» Data to examine:
* * * * * * *

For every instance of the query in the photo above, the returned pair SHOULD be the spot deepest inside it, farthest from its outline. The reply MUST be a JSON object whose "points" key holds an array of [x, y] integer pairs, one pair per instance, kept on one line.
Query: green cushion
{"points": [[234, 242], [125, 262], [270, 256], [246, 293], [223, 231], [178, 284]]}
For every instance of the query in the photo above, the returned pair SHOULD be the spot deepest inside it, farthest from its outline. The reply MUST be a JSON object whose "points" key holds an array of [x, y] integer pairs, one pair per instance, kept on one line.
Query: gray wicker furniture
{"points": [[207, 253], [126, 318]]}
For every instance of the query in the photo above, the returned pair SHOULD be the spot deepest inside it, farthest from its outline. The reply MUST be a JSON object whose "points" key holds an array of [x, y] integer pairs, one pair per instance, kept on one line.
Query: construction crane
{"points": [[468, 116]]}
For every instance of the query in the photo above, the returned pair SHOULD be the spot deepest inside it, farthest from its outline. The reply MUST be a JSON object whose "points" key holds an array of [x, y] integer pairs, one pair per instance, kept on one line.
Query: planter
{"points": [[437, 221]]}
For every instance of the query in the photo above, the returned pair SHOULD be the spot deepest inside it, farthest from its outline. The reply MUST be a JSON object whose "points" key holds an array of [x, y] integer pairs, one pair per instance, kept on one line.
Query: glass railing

* * * * * * *

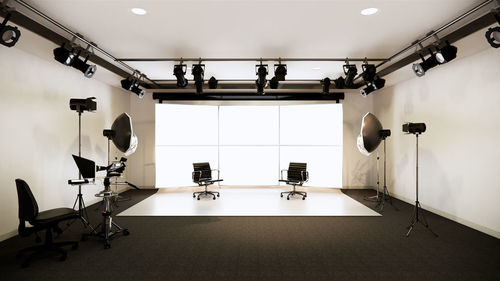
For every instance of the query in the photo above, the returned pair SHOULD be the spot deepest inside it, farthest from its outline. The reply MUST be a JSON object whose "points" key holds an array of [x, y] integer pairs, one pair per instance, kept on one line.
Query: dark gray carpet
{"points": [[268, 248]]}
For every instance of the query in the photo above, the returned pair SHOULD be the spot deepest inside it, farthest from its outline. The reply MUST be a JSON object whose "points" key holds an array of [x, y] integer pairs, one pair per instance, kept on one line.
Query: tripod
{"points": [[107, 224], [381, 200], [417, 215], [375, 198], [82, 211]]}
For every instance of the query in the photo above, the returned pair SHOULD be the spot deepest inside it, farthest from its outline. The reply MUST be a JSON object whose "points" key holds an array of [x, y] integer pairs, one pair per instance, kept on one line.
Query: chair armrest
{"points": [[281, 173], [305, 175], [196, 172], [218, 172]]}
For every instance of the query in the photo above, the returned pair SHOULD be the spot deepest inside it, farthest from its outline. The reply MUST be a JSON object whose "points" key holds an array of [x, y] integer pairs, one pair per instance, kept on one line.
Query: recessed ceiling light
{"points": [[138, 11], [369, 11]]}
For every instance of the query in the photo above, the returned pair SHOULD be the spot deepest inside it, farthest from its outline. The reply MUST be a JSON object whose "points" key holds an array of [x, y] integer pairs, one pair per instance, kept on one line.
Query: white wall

* * * * * * *

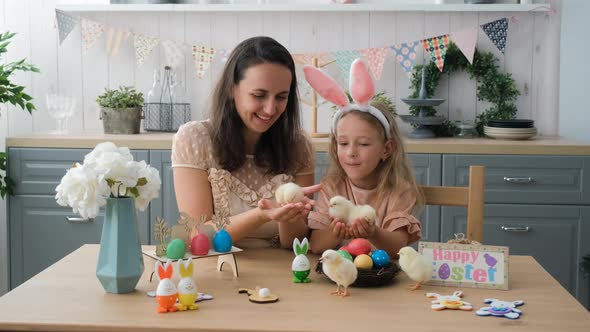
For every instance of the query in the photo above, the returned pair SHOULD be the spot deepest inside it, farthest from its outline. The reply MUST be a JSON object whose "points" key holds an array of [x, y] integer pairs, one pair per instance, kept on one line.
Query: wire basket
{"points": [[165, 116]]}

* * * * * * *

» Directions for this task:
Every line above from the line with "Query: construction crane" to the line with "Query: glass railing", both included, must be reproduced exactly, and no other line may appear.

» The answer:
Query: construction crane
{"points": [[468, 116]]}
For every instance of the query in the photo above, the returned pair SHOULD be the spot deepest inside it, farthest from its outline. The reply MUST be a JSON object whose "points" key holds an array of [x, y] integer pairs, one pair per instance, kept on one line.
Query: planter
{"points": [[437, 221]]}
For every instance of the query in the photo above, the returned pair SHOULD be the spot deepest inside it, farthest from its outline. The reply MUST be a JSON object whose "points" key holds an array of [x, y] integer pairs, one pair per instance, kept on one line.
Query: glass railing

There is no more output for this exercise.